**Given text**
+++
From here, the McLaren P1™ enters the final stages of the lap, and the sprint to the finish. Running on road-legal Pirelli tyres specially developed for the McLaren P1™, the production-specification model set a relentless pace, peaking at the electronically limited 330 km/h (205 mph) available in 'Race' mode on the Döttinger Höhe straight.

Throughout the course of a single lap, a gear change was made, on average, every six seconds and, unlike in Formula 1™ when DRS is limited to one or maybe two designated zones to aid overtaking, the system was used for nine percent of the entire lap on seven separate occasions as Goodwin made his way towards the finish line. The system is operated through the steering wheel-mounted button, and trims the twin element rear wing from 29° to 0°. When engaged, the use of DRS reduces downforce on the car by 60 percent.

'The Döttinger Höhe straight disappears in no time,' explains Goodwin. 'From Galgenkopf the acceleration is brutal, but when you press the DRS button, it ramps up even further as the car slips through the air, and you arrive at the limited top speed of 330 kph in no time. And then, the car just sits there - 'cruising' - at this surreal speed, with the rough tarmac and Eifel mountain scenery flying by as if it's a movie on fast forward.'

Having driven the full range of McLaren road and race cars, Goodwin is in a unique position to comment on the performance characteristics and abilities, and how the McLaren P1™ compares. Following his sub-420 second sprint around the fearsome Nürburgring circuit, he concludes: 'Driving the McLaren P1™ at this pace, on this circuit, is the most impressive driving experience I've ever had in any road or race McLaren, on any road or track in the world.'

The result: worthy of the McLaren badge

For the team at McLaren, good is simply not good enough. This mentality has seen the McLaren name on the top step of the podiums in Formula 1™, Indianapolis 500, Can Am and at the 24 Hours of Le Mans - an achievement no other team can lay claim to. In Formula 1 alone, the team has won a quarter of all Grands Prix ever held, claiming 155 pole positions and 182 victories.

This list of achievements highlights the team's desire to succeed, and the constant push for improvement. This mentality resonates through the entire McLaren Group, and achieving the sub-seven minute target time was just another objective on the list that the team within Automotive were determined to beat.

Goodwin concludes: 'The sub-seven minute lap time of the Nürburgring was set as part of a list of targets the McLaren P1™ had to meet and, as with other objectives within the programme, the team has more than achieved what we set out to do. It is a fitting tribute to the company in its 50th year, and to Bruce, the founder, whose ideals we live every day.'

The car

The groundbreaking McLaren P1™ is equipped with a dual powerplant drivetrain generating 916PS (903 bhp). A highly efficient 3.8-litre twin turbo V8 petrol engine produces 737PS (727 bhp) which is coupled to a 179PS (176 bhp) lightweight electric motor to offer optimised performance. The efficient drivetrain offers instant torque and throttle response, with performance figures to match - 0-100 km/h (62 mph) in 2.8 seconds, 0-200 km/h (124 mph) in 6.8 seconds and 0-300 km/h (186 mph) in 16.5 seconds.

The combination of optimised aerodynamics, cutting-edge bespoke systems developed with technical partners and never-before-used technologies, have ensured the McLaren P1™ has achieved, and in many cases exceeded, all objectives during development. It is the culmination of five decades of race-winning knowledge and expertise which has been transferred to the track with the motivating factors that have driven the McLaren name to be one of the most successful in motorsport - belief and a desire to achieve.
+++
**Requirements**
A) According to the McLaren P1 article, by what percentage does engaging DRS reduce the car's downforce?
B) Please write the next part of the McLaren P1 article, picking up after its last sentence.

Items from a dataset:
+++
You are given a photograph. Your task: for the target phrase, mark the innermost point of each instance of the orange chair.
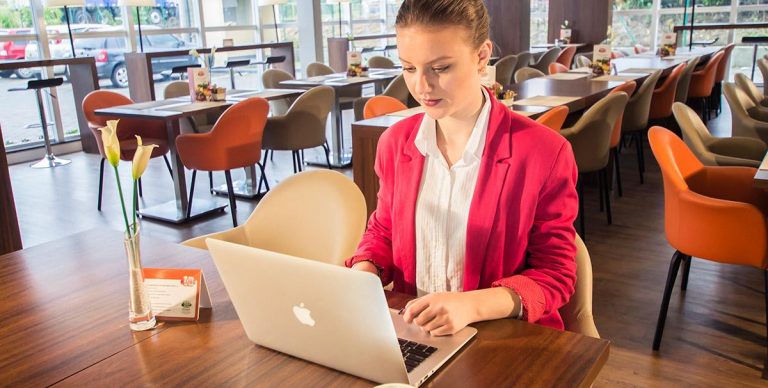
(715, 100)
(555, 68)
(554, 118)
(151, 131)
(566, 56)
(712, 213)
(382, 105)
(664, 95)
(703, 81)
(233, 142)
(629, 88)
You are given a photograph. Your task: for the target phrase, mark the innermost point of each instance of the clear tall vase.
(140, 315)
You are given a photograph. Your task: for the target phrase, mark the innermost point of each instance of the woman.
(476, 206)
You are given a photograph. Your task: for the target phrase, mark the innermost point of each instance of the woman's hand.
(442, 313)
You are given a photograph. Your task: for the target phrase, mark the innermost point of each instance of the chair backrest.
(379, 62)
(681, 94)
(555, 68)
(554, 118)
(577, 313)
(723, 65)
(639, 106)
(318, 215)
(548, 57)
(748, 87)
(590, 137)
(762, 64)
(629, 89)
(583, 61)
(664, 95)
(381, 105)
(271, 78)
(565, 57)
(505, 67)
(527, 73)
(695, 133)
(176, 89)
(315, 69)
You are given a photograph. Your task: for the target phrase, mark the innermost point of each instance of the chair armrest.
(235, 235)
(739, 147)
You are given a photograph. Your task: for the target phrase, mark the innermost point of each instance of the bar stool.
(49, 160)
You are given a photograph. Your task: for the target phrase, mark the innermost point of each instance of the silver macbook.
(328, 315)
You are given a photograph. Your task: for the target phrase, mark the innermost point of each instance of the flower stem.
(122, 201)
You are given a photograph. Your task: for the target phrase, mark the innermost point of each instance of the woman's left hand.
(441, 313)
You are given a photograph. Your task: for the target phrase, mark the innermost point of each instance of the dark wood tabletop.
(64, 322)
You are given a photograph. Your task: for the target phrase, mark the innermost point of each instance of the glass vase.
(140, 315)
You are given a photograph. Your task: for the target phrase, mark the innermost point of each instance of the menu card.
(176, 294)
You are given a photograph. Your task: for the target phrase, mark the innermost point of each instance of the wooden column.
(10, 237)
(510, 25)
(589, 19)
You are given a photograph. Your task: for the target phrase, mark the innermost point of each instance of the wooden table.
(171, 111)
(64, 322)
(339, 81)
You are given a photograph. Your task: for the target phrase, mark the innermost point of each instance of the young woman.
(476, 206)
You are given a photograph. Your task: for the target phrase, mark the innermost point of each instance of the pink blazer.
(520, 229)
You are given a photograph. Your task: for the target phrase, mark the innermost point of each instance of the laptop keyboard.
(414, 353)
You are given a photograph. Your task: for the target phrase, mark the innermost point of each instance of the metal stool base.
(50, 161)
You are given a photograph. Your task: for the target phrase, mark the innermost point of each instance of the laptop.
(329, 315)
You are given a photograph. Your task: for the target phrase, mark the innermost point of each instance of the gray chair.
(527, 73)
(542, 64)
(271, 79)
(379, 62)
(590, 139)
(743, 125)
(505, 68)
(681, 93)
(302, 127)
(716, 151)
(635, 121)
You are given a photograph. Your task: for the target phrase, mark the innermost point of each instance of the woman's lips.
(431, 102)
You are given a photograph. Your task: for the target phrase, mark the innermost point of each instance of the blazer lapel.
(490, 184)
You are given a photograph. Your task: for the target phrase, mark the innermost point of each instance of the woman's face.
+++
**Outputs by task**
A) 60 percent.

B)
Mike Flewitt, Chief Executive Officer of McLaren Automotive explained: 'This final challenge for the McLaren P1™ was very publicly set out earlier this year, and the result is true testament to the team in Woking. Not only in terms of what has been achieved in Germany, but in what has been achieved with this project. The McLaren P1™ is a technical tour de force, and is truly a car that we at McLaren are very proud of. The desire to push the envelope of performance, and achieve the sub-seven minute lap time, shows the spirit of Bruce McLaren lives in the company 50 years on.'

'The Nürburgring is one of the most daunting and challenging stretches of road anywhere in the world, and is the perfect final test for the McLaren P1™, as it brings together all of the elements of the development programme we have worked through, and subjects the systems and technologies to the ultimate seven minute punishment.

'We set a series of challenging targets throughout the development of the McLaren P1™, with the most significant one being the fact that the car would be the best driver's car on both road and track. I am extremely proud of the fact that we have achieved everything we originally set out to do, and in such a convincing manner.'

A sub-seven minute lap time of the Nürburgring-Nordschleife was the final objective in the development programme for the most technologically advanced car ever produced in the UK. This latest achievement for the team at McLaren was made possible through close collaboration with world-leading Partners, providing specialist expertise and technical support throughout the duration of the project.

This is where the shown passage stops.